── Entries supplied

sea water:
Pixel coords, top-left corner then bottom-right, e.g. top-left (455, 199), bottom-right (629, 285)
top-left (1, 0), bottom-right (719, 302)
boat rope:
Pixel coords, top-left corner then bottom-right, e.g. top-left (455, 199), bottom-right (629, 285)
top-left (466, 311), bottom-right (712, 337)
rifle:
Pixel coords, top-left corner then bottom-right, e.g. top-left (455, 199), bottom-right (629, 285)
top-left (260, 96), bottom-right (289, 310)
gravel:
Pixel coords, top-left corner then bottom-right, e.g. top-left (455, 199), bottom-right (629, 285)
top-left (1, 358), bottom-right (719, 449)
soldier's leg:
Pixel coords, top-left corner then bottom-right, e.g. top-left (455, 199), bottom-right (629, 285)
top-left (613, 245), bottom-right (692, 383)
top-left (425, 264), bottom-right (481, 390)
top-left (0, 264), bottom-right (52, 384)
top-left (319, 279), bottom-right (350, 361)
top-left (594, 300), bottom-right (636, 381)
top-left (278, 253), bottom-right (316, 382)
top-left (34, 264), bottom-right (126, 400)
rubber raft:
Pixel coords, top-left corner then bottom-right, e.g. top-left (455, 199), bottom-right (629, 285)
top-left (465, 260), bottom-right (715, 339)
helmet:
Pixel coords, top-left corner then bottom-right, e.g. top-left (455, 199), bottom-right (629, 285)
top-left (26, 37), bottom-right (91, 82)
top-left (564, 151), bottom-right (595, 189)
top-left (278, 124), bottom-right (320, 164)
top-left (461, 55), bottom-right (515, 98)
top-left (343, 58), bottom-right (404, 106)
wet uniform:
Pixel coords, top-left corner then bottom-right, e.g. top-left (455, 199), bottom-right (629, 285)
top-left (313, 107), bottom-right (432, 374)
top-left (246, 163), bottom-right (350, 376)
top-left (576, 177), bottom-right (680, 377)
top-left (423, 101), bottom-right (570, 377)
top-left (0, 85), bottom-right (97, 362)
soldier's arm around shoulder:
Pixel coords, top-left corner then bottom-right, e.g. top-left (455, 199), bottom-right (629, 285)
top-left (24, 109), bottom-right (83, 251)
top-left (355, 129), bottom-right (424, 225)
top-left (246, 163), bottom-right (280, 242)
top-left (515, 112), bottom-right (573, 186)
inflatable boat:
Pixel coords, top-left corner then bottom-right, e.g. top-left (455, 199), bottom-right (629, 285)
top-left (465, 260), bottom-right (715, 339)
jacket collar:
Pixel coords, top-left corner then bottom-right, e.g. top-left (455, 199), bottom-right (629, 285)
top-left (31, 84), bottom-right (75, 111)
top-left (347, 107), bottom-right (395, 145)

────

*Problem description:* A count is wanted, and nothing else: the lines of this listing that include the word "soldier".

*Exercise solution:* 2